— START Passage provided —

Mr Labinsky also asked whether the EU rail network is ready for the extra volume. The Netherlands seems to be a good place for logistics, but this will be useless if the German railways are clogged. Thus far, he said, he has only studied transhipment capacity, not capacity of lines. And his studies do not yet take account of emerging hub-and-spoke systems.

Synergy between EU and Chinese strategies

Maja Bakran Marcich, deputy director-general of the EU Commission’s Directorate-General for Mobility and Transport (DG MOVE), said that connectivity of infrastructure is a priority and important foundation for EU-China cooperation and development. The EU Commission is seeking synergies between Europe’s TEN-T policy and China’s Belt and Road Initiative (BRI). She said that the objective is to promote sustainable development of infrastructure, openness, transparency and a level playing field in the area of infrastructure connectivity.

— END Passage provided —

Problems to work on
1: In the passage on EU-China transport, what kind of capacity has Mr Labinsky studied so far?
2: Retype the stretch of the passage on EU-China transport that starts at "Maja Bakran Marcich, deputy" and ends at "of infrastructure connectivity.", word for word.
These entries come from a different source than the passage on EU-China transport.

— START Record set —

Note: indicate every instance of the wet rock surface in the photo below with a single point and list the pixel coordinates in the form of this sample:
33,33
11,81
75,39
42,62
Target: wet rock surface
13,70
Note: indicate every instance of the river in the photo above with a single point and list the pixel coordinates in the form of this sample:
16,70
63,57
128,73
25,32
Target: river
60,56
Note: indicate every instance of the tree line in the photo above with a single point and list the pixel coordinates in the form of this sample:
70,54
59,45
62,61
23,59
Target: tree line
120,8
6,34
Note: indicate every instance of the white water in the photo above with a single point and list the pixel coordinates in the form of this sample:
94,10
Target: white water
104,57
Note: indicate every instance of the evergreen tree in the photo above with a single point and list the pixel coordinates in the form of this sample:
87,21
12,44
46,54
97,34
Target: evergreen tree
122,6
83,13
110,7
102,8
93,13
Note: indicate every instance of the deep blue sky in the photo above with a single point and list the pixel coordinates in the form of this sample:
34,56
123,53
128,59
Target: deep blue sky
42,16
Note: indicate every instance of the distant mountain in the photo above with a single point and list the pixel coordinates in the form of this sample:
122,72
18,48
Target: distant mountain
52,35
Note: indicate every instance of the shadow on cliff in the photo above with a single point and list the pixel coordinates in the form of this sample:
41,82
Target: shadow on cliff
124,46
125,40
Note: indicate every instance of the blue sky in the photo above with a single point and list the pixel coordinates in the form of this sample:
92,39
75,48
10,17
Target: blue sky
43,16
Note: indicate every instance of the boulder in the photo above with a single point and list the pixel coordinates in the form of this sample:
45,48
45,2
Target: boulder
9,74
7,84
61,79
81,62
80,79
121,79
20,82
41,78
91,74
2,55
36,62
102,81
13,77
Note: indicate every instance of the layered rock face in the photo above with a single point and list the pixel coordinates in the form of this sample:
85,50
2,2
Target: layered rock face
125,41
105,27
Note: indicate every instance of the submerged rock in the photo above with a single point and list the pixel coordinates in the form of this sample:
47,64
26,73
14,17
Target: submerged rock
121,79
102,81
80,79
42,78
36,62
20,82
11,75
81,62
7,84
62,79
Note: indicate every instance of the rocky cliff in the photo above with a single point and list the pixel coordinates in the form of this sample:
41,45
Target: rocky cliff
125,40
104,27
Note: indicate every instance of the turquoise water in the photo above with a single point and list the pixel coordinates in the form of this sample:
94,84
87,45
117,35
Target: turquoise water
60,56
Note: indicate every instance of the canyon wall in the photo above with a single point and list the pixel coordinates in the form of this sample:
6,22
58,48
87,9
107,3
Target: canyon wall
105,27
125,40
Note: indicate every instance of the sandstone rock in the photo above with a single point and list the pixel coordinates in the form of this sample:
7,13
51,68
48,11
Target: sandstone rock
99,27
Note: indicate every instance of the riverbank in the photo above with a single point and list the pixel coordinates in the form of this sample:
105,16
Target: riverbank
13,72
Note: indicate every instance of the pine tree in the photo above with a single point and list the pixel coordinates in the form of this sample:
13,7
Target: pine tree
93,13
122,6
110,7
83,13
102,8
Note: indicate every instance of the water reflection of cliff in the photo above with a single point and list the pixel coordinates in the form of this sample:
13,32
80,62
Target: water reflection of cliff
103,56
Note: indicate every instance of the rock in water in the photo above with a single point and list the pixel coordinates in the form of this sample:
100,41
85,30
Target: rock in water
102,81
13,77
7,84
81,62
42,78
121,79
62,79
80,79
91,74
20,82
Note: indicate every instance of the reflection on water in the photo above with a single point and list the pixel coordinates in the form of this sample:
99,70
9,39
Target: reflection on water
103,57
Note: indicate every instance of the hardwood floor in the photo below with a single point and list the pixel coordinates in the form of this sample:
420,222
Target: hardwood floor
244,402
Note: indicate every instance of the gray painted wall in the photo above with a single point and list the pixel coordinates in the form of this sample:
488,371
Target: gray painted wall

— END Record set —

Solution list
1: Only transhipment capacity, not the capacity of lines.

2:
Maja Bakran Marcich, deputy director-general of the EU Commission’s Directorate-General for Mobility and Transport (DG MOVE), said that connectivity of infrastructure is a priority and important foundation for EU-China cooperation and development. The EU Commission is seeking synergies between Europe’s TEN-T policy and China’s Belt and Road Initiative (BRI). She said that the objective is to promote sustainable development of infrastructure, openness, transparency and a level playing field in the area of infrastructure connectivity.